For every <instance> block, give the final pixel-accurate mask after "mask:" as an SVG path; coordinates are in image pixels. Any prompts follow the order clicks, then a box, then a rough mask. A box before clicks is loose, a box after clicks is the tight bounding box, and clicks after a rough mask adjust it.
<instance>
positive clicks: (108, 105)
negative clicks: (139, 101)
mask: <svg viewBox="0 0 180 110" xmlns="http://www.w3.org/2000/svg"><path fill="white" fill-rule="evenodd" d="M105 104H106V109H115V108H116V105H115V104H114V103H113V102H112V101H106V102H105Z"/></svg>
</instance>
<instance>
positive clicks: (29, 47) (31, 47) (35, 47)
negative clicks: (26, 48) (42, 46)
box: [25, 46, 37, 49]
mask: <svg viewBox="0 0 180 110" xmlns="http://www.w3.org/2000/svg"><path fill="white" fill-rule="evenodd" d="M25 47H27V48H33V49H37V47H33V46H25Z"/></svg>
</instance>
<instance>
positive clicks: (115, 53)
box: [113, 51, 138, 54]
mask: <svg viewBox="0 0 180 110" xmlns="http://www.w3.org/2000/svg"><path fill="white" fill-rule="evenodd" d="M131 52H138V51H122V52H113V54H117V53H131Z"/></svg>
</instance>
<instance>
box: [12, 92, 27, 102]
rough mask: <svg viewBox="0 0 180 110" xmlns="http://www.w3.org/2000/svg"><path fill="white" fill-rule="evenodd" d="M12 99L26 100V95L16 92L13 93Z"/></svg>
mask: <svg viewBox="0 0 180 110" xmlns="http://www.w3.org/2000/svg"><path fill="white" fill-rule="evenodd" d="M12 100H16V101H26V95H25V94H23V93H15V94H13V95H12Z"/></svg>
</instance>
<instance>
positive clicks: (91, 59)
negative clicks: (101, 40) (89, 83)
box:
..........
• What you should do
Gather every line in the items above that contains the string "positive", and copy each one out in full. Case counts: only matches with identical capitalization qualify.

• The completed task
positive clicks: (108, 105)
positive clicks: (29, 47) (31, 47) (35, 47)
positive clicks: (115, 53)
positive clicks: (91, 59)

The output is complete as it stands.